◆ **Required work**
After locating the line that holds "Target: man in green jacket", transcribe it and each following line to the end of the records, changing nothing and adding nothing.
........
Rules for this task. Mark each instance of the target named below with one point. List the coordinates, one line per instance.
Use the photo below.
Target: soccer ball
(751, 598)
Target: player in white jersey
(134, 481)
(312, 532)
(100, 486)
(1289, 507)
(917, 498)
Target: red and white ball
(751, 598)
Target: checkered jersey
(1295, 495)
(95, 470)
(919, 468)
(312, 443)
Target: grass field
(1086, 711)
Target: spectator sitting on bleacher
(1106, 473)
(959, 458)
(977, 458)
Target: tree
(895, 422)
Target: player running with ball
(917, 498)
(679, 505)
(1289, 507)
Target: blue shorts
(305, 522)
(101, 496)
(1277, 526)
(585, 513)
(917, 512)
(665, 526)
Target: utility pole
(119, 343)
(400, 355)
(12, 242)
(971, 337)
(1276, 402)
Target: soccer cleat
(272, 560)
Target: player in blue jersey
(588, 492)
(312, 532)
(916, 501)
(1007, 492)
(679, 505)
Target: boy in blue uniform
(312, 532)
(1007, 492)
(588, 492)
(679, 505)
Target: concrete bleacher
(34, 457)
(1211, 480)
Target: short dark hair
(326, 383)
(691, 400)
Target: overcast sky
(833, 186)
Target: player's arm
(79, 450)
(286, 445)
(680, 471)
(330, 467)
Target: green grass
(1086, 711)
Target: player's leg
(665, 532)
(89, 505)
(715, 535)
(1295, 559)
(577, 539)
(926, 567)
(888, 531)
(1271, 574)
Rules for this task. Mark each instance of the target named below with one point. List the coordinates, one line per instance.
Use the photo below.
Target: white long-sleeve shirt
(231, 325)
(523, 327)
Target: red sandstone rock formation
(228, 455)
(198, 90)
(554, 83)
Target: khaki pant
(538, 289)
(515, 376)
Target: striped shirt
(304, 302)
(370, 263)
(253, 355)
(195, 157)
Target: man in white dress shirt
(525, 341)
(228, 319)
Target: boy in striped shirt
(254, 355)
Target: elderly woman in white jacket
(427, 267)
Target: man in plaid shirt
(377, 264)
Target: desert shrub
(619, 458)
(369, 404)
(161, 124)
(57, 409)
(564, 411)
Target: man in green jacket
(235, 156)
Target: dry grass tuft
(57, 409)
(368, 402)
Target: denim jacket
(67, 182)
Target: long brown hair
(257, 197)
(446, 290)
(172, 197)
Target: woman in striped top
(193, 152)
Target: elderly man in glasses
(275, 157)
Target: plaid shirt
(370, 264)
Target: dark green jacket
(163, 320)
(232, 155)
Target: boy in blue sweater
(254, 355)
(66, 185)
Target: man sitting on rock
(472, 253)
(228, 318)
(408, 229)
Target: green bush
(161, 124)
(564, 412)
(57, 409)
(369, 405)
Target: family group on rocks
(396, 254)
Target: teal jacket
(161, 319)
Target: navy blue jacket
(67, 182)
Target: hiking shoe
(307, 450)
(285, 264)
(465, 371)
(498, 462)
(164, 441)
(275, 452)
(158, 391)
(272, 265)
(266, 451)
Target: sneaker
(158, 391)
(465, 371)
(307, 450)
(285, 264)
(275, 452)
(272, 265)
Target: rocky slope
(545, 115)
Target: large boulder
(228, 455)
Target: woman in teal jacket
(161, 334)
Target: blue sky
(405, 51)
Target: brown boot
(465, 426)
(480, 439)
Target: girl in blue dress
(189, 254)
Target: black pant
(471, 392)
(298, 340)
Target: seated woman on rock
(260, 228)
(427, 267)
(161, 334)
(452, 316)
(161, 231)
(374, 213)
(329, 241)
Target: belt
........
◆ **Result**
Target: man in green jacket
(235, 156)
Target: dry grass tuft
(57, 409)
(368, 402)
Target: denim jacket
(67, 182)
Target: long brown hair
(257, 197)
(446, 290)
(172, 197)
Target: woman in striped top
(193, 152)
Target: elderly man in glasses
(275, 157)
Target: plaid shirt
(370, 264)
Target: dark green jacket
(163, 320)
(232, 155)
Target: boy in blue sweater
(254, 355)
(66, 185)
Target: man sitting on rock
(472, 253)
(228, 318)
(408, 229)
Target: green bush
(161, 124)
(564, 412)
(57, 409)
(369, 405)
Target: family group on rocks
(396, 254)
Target: teal jacket
(161, 319)
Target: navy blue jacket
(67, 182)
Target: hiking shoe
(307, 450)
(285, 264)
(465, 371)
(498, 462)
(164, 441)
(275, 452)
(158, 391)
(272, 265)
(266, 451)
Target: sneaker
(158, 391)
(465, 371)
(307, 450)
(285, 264)
(275, 452)
(272, 265)
Target: rocky slope
(545, 115)
Target: large boulder
(228, 455)
Target: woman in teal jacket
(161, 334)
Target: blue sky
(405, 51)
Target: brown boot
(465, 426)
(480, 439)
Target: girl in blue dress
(189, 254)
Target: black pant
(471, 392)
(298, 340)
Target: seated woman on rock
(260, 228)
(427, 267)
(161, 334)
(452, 316)
(161, 231)
(374, 213)
(329, 241)
Target: belt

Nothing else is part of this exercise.